— BEGIN Exercise materials —

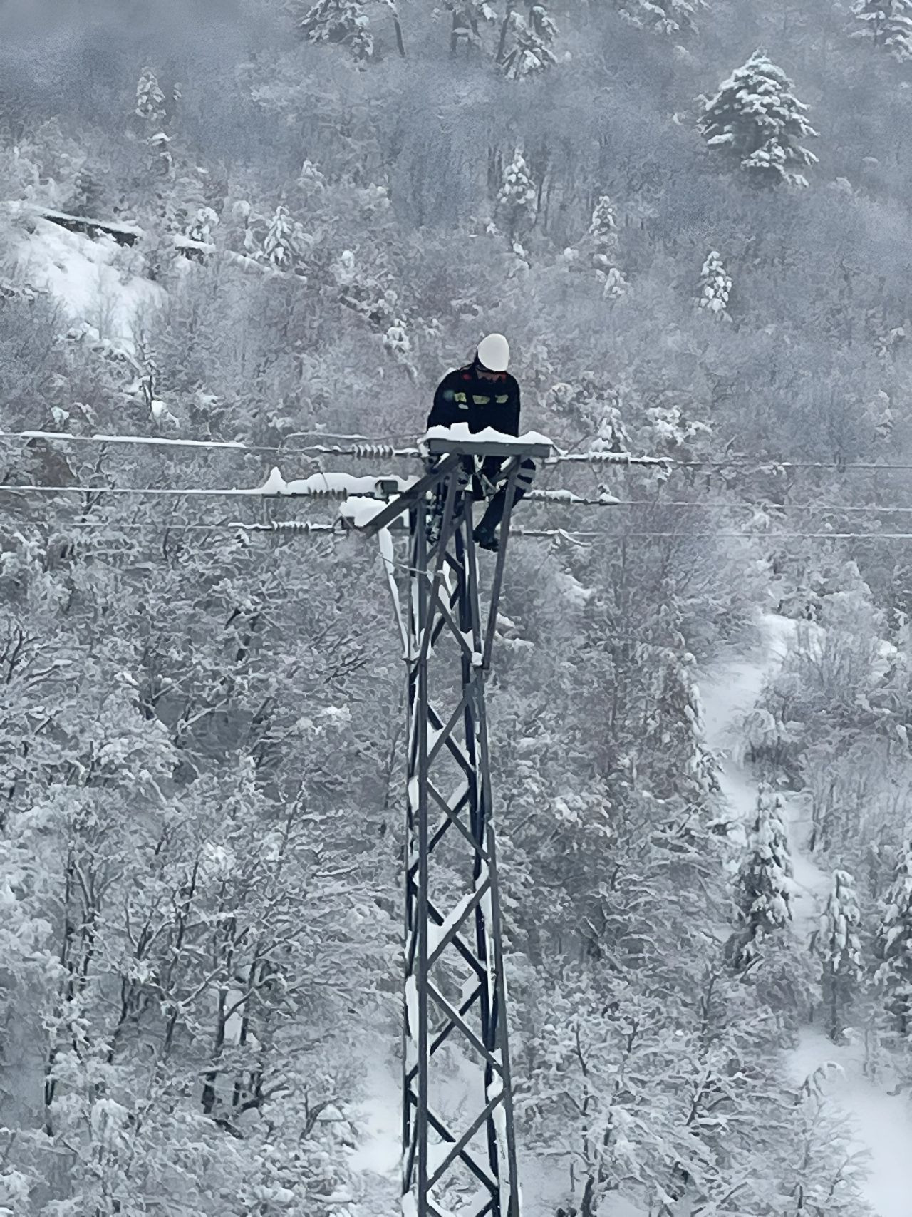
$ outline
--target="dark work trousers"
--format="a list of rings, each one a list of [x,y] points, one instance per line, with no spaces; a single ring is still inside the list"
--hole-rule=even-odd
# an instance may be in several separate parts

— END Exercise materials —

◆ **Work to do**: Arrange the lines of the entries above as a numbered list, leaving out blank lines and the pictures.

◆ **Exercise result**:
1. $ outline
2. --target="dark work trousers"
3. --format="a list of rings, each one a list of [x,y] points, one instance per line, with no spaces; a single ring is still inside the list"
4. --hole-rule=even-odd
5. # an instance may be in several separate parts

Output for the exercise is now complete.